> [Stated exercise 1] According to the commentary on U.S. Senate apportionment, what is the combined population of North and South Dakota?

> [Selected excerpt]
_ _ _ _ _ _ _

23
Sat, Nov

Does The Constitution Screw California?

VOICES

GUEST COMMENTARY - So, when does MSNBC talking head and former US Senate staffer and hit show West Wing writer-producer Lawrence O’Donnell call for a referendum to call a Constituent Assembly to re-write the 18th century aristo-republican charter that disastrously governs US politics and policy in the 21st Century United States?

Having recently returned to an apartment equipped with cable television, putting me back in touch with the great pearls of wisdom tossed on the airwaves by the imperialist likes of Anderson Cooper and Rachel Maddow, I am struck by O’Donnell’s recent discovery that the U.S. Senate – wherein every US state gets two representatives (US Senators) – is absurdly malapportioned in ways that vastly over-represent the most rural, white, and reactionary states and regions of the United States and that Republicans are using to crush “American democracy.” O’Donnell recently observed that California is home to nearly 40 million people and gets two US Senators while “the Dakotas” – the two right-wing states North and South Dakota – have four US Senators between them despite a combined population “less than [bright blue and progressive] Brooklyn.” This, O’Donnell feels, is a gross “minority rule” violation of “American democracy,” which is based on the egalitarian notions of one person, one vote and majority rule.

Ya don’t say.

I’ve been writing and speaking about this and other huge problems with the nation’s deeply reactionary 18th Century charter forever, with no great claim to originality.

If I had the prime O’Donnell’s broadcast slot, I would have said “a lot less than Brooklyn.” That New York City borough is home to 2.6 million, nearly one million more people than the total population of the Dakotas (1.67 million). I would have added that if Brooklyn was a state and had the same populace-to-US Senator ratio as North Dakota it would have six US Senators. And then I would have repeated a calculation that I have published more than twice on CounterPunch: if liberal and progressive, multiracial and multi-ethnic California (home to 39,237,836) had the same populace-to Senator ratio as super white, rural, and far-right Wyoming (pop. 578,803, less than 5% of the total population of Los Angeles), it would have – wait for it – one hundred and thirty-five (yes, 135). US Senators. If progressive Brooklyn were a state and US Senators were apportioned there with the same populace-to-Senator ratio as red Wyoming, it would have none 9 U.S. Senators.

Think about that. And then think about this: due to “a growing population shift from the agricultural interior to crowded corridors along the coast,” the left US Constitution critic Daniel Lazare noted five years ago, it had by 2018 become mathematically possible to “cobble together a [Republican] Senate majority with states that account for just 17.6 percent of the popular vote.” The US Senate is loaded with giant de facto “rotten boroughs” that abhorrently inflate the power of the nation’s most reactionary sections.

_ _ _ _ _ _ _

> [Listed records]
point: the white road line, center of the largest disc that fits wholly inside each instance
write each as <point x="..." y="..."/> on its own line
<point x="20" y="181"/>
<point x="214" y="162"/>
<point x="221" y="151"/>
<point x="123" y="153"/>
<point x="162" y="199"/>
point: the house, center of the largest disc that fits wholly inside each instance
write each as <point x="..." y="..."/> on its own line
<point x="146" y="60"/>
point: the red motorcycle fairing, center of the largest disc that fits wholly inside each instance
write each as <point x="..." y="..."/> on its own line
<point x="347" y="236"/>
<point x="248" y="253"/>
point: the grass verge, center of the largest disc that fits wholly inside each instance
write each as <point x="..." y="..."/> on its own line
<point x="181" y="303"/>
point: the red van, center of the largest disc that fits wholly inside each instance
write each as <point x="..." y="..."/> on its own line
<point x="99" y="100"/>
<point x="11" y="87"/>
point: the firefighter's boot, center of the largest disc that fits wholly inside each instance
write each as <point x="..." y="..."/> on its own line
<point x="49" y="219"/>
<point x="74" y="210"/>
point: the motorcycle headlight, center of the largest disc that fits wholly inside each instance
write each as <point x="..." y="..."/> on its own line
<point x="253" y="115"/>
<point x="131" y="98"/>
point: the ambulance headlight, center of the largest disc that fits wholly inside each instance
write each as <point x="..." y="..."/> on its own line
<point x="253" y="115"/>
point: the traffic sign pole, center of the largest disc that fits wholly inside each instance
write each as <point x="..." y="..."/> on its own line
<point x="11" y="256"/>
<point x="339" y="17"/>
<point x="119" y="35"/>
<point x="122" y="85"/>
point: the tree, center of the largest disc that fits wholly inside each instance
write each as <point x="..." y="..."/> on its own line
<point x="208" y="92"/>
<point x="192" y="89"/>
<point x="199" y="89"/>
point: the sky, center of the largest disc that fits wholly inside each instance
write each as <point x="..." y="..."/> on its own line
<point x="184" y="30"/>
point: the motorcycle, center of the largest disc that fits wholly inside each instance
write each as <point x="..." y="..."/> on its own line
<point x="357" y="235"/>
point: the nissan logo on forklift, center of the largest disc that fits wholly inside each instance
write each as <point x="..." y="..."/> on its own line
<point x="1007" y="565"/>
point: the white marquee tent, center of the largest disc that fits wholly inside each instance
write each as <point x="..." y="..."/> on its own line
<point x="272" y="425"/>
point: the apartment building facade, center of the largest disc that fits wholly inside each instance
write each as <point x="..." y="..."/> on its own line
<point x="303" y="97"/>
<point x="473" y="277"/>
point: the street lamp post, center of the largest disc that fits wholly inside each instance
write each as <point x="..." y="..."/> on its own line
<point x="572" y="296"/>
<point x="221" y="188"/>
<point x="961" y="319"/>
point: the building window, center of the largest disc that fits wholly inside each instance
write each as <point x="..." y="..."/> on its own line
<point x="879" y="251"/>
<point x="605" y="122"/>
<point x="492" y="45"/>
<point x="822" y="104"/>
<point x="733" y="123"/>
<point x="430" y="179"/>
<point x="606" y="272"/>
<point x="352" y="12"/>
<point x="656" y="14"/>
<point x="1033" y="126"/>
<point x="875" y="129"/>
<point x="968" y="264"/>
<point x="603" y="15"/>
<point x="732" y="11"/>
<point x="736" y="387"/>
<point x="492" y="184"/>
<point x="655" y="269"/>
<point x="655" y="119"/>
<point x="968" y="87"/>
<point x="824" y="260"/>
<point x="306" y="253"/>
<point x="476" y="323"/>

_ _ _ _ _ _ _

> [Stated exercise 2] Copy the rows from the line with "point: the white marquee" through the final line of the rows, including both of those lines.

> [Correct output 1] 1.67 million

> [Correct output 2]
point: the white marquee tent, center of the largest disc that fits wholly inside each instance
write each as <point x="..." y="..."/> on its own line
<point x="272" y="425"/>
point: the apartment building facade, center of the largest disc that fits wholly inside each instance
write each as <point x="..." y="..."/> on its own line
<point x="303" y="97"/>
<point x="473" y="277"/>
point: the street lamp post, center of the largest disc that fits wholly inside each instance
write each as <point x="..." y="..."/> on its own line
<point x="572" y="296"/>
<point x="221" y="188"/>
<point x="961" y="319"/>
point: the building window, center of the largest disc that fits wholly inside each instance
write each as <point x="..." y="..."/> on its own line
<point x="879" y="251"/>
<point x="605" y="122"/>
<point x="492" y="45"/>
<point x="822" y="104"/>
<point x="733" y="123"/>
<point x="430" y="179"/>
<point x="606" y="272"/>
<point x="352" y="12"/>
<point x="656" y="14"/>
<point x="1033" y="126"/>
<point x="875" y="129"/>
<point x="968" y="264"/>
<point x="603" y="15"/>
<point x="732" y="11"/>
<point x="736" y="387"/>
<point x="492" y="184"/>
<point x="655" y="269"/>
<point x="655" y="119"/>
<point x="968" y="87"/>
<point x="824" y="260"/>
<point x="306" y="253"/>
<point x="476" y="323"/>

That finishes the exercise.